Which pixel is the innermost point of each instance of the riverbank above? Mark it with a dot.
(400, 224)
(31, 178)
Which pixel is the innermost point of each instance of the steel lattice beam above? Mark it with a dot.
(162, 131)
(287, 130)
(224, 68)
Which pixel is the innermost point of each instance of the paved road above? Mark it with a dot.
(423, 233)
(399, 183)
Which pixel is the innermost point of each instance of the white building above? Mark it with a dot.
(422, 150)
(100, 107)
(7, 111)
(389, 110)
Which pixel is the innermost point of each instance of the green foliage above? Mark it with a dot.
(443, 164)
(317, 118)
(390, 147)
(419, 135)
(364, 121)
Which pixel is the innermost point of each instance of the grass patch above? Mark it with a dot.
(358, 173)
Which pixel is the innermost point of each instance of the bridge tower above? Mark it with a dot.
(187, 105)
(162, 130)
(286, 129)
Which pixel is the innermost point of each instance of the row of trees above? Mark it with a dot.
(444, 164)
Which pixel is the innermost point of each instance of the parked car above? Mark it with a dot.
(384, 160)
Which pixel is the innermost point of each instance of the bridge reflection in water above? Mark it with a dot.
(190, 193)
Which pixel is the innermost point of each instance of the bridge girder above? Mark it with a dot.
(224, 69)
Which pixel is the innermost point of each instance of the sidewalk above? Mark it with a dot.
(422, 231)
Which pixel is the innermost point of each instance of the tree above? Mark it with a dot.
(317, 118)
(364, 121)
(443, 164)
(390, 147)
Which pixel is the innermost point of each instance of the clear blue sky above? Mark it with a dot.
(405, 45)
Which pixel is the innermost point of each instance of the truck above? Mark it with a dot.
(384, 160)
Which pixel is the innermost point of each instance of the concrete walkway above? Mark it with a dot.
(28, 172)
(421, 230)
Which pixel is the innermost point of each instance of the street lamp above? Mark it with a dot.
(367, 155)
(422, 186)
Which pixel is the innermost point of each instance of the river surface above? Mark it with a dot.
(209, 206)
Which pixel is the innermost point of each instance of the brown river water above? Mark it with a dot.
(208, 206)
□ □ □ □
◆ EXERCISE GOAL
All lines from the one that holds "sky above? Mark it with a dot." through the end of the records are to be returned exactly, including both boundary lines, and no others.

◆ RESULT OF THIS EXERCISE
Which pixel is the innermost point of each instance of the clear blue sky above? Mark it with a dot.
(405, 45)
Which pixel is the innermost point of each instance of the truck above? Mark it with a dot.
(384, 160)
Which pixel is the innermost point of each instance of the concrete walkway above? Mark it with a dot.
(28, 172)
(421, 230)
Which pixel is the innermost point of each instance of the street lamp above? Mark it with a dot.
(367, 155)
(422, 186)
Which pixel is the innermost point of each instance of the river surface above? Mark it with a dot.
(209, 206)
Which pixel is the innermost point of each instance of the brown river water above? Mark it with a dot.
(208, 206)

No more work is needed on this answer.